-- start of PASSAGE PROVIDED --

The Ghanche District () is the easternmost district of the 14 districts of Pakistan-administered territory of Gilgit-Baltistan. Pakistan Army's brigade headquarters is located at Goma, Ghanche district.  Pakistan Army's Gayari Sector Battalion Headquarters is  west of Siachen Glacier. With its administrative headquarters in the historic city of Khaplu, the Ghanche District is famous as a tourist destination for its outstanding scenery and high altitude landscapes.

Name 
The term Ghanche is a balti/ Tibetan  word ,
The original   word was   'gangs chay' where gangs means ' ice ' and chay means ' big'.
Now gangschay has become ' ghanche' .

-- end of PASSAGE PROVIDED --
-- start of RECORDS --

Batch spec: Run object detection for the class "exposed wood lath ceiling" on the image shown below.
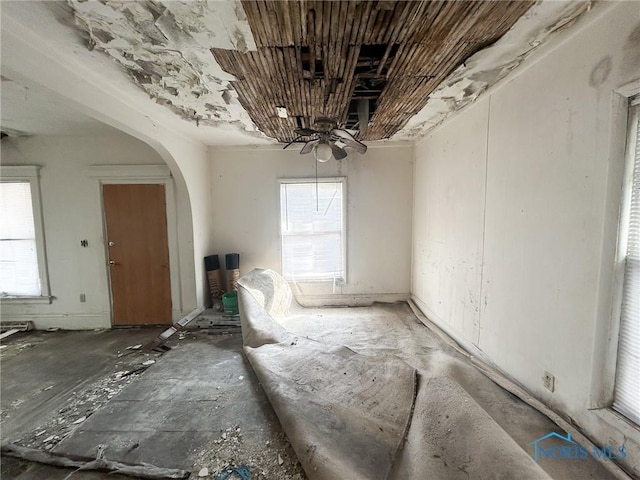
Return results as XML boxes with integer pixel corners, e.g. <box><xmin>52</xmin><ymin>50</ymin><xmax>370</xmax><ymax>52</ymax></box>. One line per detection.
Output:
<box><xmin>212</xmin><ymin>0</ymin><xmax>535</xmax><ymax>142</ymax></box>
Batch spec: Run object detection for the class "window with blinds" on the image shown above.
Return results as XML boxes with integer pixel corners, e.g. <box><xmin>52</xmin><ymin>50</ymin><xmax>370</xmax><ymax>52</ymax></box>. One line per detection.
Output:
<box><xmin>0</xmin><ymin>181</ymin><xmax>41</xmax><ymax>296</ymax></box>
<box><xmin>280</xmin><ymin>178</ymin><xmax>346</xmax><ymax>282</ymax></box>
<box><xmin>613</xmin><ymin>96</ymin><xmax>640</xmax><ymax>425</ymax></box>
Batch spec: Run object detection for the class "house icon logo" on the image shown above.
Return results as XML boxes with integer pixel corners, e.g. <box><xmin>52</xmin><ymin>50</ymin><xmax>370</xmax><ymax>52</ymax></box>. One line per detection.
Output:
<box><xmin>527</xmin><ymin>432</ymin><xmax>576</xmax><ymax>462</ymax></box>
<box><xmin>527</xmin><ymin>432</ymin><xmax>627</xmax><ymax>462</ymax></box>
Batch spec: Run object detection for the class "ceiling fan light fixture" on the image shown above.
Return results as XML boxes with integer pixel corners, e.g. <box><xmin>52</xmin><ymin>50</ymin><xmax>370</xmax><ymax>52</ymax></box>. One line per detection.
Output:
<box><xmin>313</xmin><ymin>142</ymin><xmax>333</xmax><ymax>163</ymax></box>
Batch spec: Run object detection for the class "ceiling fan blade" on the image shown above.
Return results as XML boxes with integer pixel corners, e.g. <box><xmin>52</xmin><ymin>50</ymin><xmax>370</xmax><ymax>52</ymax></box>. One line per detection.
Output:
<box><xmin>294</xmin><ymin>128</ymin><xmax>318</xmax><ymax>137</ymax></box>
<box><xmin>331</xmin><ymin>128</ymin><xmax>355</xmax><ymax>140</ymax></box>
<box><xmin>331</xmin><ymin>128</ymin><xmax>367</xmax><ymax>154</ymax></box>
<box><xmin>282</xmin><ymin>136</ymin><xmax>302</xmax><ymax>150</ymax></box>
<box><xmin>300</xmin><ymin>138</ymin><xmax>320</xmax><ymax>155</ymax></box>
<box><xmin>330</xmin><ymin>143</ymin><xmax>347</xmax><ymax>160</ymax></box>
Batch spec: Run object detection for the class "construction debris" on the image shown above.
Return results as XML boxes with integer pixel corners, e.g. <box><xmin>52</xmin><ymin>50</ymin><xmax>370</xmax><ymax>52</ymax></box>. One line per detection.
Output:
<box><xmin>0</xmin><ymin>444</ymin><xmax>191</xmax><ymax>480</ymax></box>
<box><xmin>143</xmin><ymin>308</ymin><xmax>204</xmax><ymax>352</ymax></box>
<box><xmin>0</xmin><ymin>328</ymin><xmax>20</xmax><ymax>340</ymax></box>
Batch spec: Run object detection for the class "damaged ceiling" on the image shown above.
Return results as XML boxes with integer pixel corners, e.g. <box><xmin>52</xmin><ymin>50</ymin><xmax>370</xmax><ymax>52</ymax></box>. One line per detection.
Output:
<box><xmin>213</xmin><ymin>0</ymin><xmax>534</xmax><ymax>142</ymax></box>
<box><xmin>15</xmin><ymin>0</ymin><xmax>589</xmax><ymax>145</ymax></box>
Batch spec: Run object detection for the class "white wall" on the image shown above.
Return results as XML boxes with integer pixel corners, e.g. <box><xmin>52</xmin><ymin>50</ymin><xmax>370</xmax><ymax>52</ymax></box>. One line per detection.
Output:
<box><xmin>0</xmin><ymin>11</ymin><xmax>212</xmax><ymax>311</ymax></box>
<box><xmin>210</xmin><ymin>145</ymin><xmax>413</xmax><ymax>304</ymax></box>
<box><xmin>1</xmin><ymin>135</ymin><xmax>193</xmax><ymax>329</ymax></box>
<box><xmin>412</xmin><ymin>2</ymin><xmax>640</xmax><ymax>474</ymax></box>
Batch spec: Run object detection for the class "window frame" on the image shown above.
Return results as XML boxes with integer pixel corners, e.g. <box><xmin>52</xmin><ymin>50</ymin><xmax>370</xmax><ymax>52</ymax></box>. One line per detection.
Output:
<box><xmin>608</xmin><ymin>93</ymin><xmax>640</xmax><ymax>430</ymax></box>
<box><xmin>277</xmin><ymin>177</ymin><xmax>348</xmax><ymax>285</ymax></box>
<box><xmin>0</xmin><ymin>165</ymin><xmax>52</xmax><ymax>303</ymax></box>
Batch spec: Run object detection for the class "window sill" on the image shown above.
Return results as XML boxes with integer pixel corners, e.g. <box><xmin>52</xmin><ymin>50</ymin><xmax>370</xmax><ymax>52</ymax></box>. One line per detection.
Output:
<box><xmin>590</xmin><ymin>407</ymin><xmax>640</xmax><ymax>438</ymax></box>
<box><xmin>0</xmin><ymin>295</ymin><xmax>53</xmax><ymax>304</ymax></box>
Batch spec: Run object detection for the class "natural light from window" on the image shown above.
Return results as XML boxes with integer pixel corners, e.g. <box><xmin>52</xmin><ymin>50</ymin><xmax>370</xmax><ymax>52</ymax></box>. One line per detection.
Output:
<box><xmin>280</xmin><ymin>179</ymin><xmax>345</xmax><ymax>282</ymax></box>
<box><xmin>0</xmin><ymin>182</ymin><xmax>41</xmax><ymax>296</ymax></box>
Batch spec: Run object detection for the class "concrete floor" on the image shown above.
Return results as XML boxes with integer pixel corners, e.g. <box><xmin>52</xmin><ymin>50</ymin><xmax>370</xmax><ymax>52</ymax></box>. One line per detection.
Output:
<box><xmin>0</xmin><ymin>329</ymin><xmax>305</xmax><ymax>480</ymax></box>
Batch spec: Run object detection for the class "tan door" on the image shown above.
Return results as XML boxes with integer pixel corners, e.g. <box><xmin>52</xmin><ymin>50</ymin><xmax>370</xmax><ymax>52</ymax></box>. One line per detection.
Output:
<box><xmin>102</xmin><ymin>184</ymin><xmax>172</xmax><ymax>325</ymax></box>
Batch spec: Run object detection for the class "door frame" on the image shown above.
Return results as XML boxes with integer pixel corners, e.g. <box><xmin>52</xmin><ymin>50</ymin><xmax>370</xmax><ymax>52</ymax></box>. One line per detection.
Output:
<box><xmin>88</xmin><ymin>165</ymin><xmax>182</xmax><ymax>326</ymax></box>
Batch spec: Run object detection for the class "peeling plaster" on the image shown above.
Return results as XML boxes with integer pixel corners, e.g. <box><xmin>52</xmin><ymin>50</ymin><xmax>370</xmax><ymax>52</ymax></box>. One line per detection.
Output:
<box><xmin>68</xmin><ymin>0</ymin><xmax>266</xmax><ymax>138</ymax></box>
<box><xmin>391</xmin><ymin>0</ymin><xmax>591</xmax><ymax>140</ymax></box>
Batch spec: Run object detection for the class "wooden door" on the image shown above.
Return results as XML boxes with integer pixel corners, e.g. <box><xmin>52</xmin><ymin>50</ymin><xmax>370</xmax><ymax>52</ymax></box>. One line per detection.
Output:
<box><xmin>102</xmin><ymin>184</ymin><xmax>172</xmax><ymax>325</ymax></box>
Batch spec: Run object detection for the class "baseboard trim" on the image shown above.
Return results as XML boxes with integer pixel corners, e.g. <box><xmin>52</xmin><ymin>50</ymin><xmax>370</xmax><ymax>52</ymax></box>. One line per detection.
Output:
<box><xmin>294</xmin><ymin>293</ymin><xmax>409</xmax><ymax>307</ymax></box>
<box><xmin>2</xmin><ymin>312</ymin><xmax>111</xmax><ymax>330</ymax></box>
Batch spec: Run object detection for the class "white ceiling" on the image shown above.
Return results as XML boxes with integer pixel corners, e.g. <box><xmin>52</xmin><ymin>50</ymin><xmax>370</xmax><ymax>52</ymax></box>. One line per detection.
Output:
<box><xmin>0</xmin><ymin>78</ymin><xmax>115</xmax><ymax>136</ymax></box>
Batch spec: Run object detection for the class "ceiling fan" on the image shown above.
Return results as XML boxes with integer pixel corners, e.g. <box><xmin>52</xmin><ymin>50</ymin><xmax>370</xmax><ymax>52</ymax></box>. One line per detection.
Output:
<box><xmin>284</xmin><ymin>117</ymin><xmax>367</xmax><ymax>163</ymax></box>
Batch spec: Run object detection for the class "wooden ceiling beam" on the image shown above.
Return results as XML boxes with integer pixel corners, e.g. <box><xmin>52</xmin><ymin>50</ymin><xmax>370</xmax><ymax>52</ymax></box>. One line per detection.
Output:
<box><xmin>212</xmin><ymin>0</ymin><xmax>535</xmax><ymax>142</ymax></box>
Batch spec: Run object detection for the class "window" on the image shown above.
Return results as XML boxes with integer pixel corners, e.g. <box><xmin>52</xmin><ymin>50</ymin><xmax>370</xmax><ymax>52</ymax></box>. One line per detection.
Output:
<box><xmin>613</xmin><ymin>96</ymin><xmax>640</xmax><ymax>425</ymax></box>
<box><xmin>0</xmin><ymin>167</ymin><xmax>49</xmax><ymax>300</ymax></box>
<box><xmin>280</xmin><ymin>177</ymin><xmax>346</xmax><ymax>283</ymax></box>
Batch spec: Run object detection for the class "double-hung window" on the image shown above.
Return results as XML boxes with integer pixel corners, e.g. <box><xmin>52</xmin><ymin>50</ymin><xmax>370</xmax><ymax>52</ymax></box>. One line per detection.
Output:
<box><xmin>280</xmin><ymin>177</ymin><xmax>346</xmax><ymax>283</ymax></box>
<box><xmin>0</xmin><ymin>166</ymin><xmax>49</xmax><ymax>301</ymax></box>
<box><xmin>613</xmin><ymin>96</ymin><xmax>640</xmax><ymax>425</ymax></box>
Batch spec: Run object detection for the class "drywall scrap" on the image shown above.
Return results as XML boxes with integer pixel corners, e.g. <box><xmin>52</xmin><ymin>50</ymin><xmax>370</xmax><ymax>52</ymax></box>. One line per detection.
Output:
<box><xmin>68</xmin><ymin>0</ymin><xmax>262</xmax><ymax>136</ymax></box>
<box><xmin>1</xmin><ymin>443</ymin><xmax>191</xmax><ymax>480</ymax></box>
<box><xmin>391</xmin><ymin>0</ymin><xmax>592</xmax><ymax>140</ymax></box>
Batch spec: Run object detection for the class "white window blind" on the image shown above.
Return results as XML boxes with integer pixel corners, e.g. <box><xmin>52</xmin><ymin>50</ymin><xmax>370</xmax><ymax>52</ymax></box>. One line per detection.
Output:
<box><xmin>0</xmin><ymin>182</ymin><xmax>41</xmax><ymax>296</ymax></box>
<box><xmin>613</xmin><ymin>103</ymin><xmax>640</xmax><ymax>425</ymax></box>
<box><xmin>280</xmin><ymin>179</ymin><xmax>345</xmax><ymax>281</ymax></box>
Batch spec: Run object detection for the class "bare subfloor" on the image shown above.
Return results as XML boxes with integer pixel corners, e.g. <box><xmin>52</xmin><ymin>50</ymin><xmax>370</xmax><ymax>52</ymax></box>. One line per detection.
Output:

-- end of RECORDS --

INSTRUCTION:
Write out the full passage on the Ghanche District, keeping every word and mark unchanged.

PROBLEM SOLUTION:
The Ghanche District () is the easternmost district of the 14 districts of Pakistan-administered territory of Gilgit-Baltistan. Pakistan Army's brigade headquarters is located at Goma, Ghanche district.  Pakistan Army's Gayari Sector Battalion Headquarters is  west of Siachen Glacier. With its administrative headquarters in the historic city of Khaplu, the Ghanche District is famous as a tourist destination for its outstanding scenery and high altitude landscapes.

Name 
The term Ghanche is a balti/ Tibetan  word ,
The original   word was   'gangs chay' where gangs means ' ice ' and chay means ' big'.
Now gangschay has become ' ghanche' .